Please copy the entries below word for word, leaving out any image.

**** The data ****

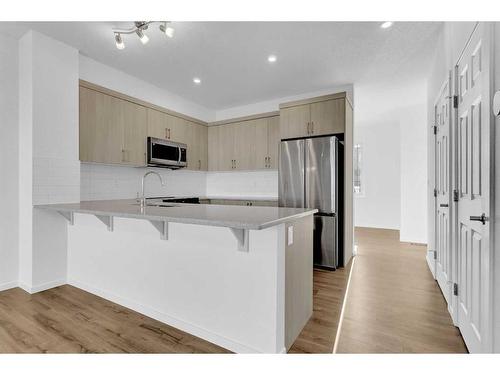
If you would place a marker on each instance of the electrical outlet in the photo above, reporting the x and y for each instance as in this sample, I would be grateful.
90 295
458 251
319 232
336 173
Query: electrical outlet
290 235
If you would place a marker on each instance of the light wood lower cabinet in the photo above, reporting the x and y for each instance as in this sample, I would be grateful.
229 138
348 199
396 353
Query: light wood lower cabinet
321 116
244 145
241 202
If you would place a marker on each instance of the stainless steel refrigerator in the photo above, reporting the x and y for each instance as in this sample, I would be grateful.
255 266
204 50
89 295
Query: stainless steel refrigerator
311 176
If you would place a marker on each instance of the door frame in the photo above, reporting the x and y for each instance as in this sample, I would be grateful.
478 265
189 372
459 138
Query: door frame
446 289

****

-- Your response --
If you would place a marker on each instance of the electrical outlet in the photo above, reporting the x and y for each instance as in this sample, I would be grateful.
90 295
458 251
319 232
336 173
Query: electrical outlet
290 235
If you would place a marker on each instance of the light wood lower cabinet in the photo above, reporting the x and y for each instance as in this sample, I would be grateful.
229 138
348 199
396 353
Query: light wood lower cabinet
321 116
244 145
241 202
If you would place a marker on each instance of the stainless steel refrigerator in the photo above, reporting the x and y for each instance as in this sample, I would be grateful.
255 266
204 50
89 295
Query: stainless steel refrigerator
311 176
If you would place a marker on each instance of the door frame in the photo above, reporting the x and y for each instance as in this sample, I would be grateful.
478 265
189 372
459 138
Query: door frame
446 289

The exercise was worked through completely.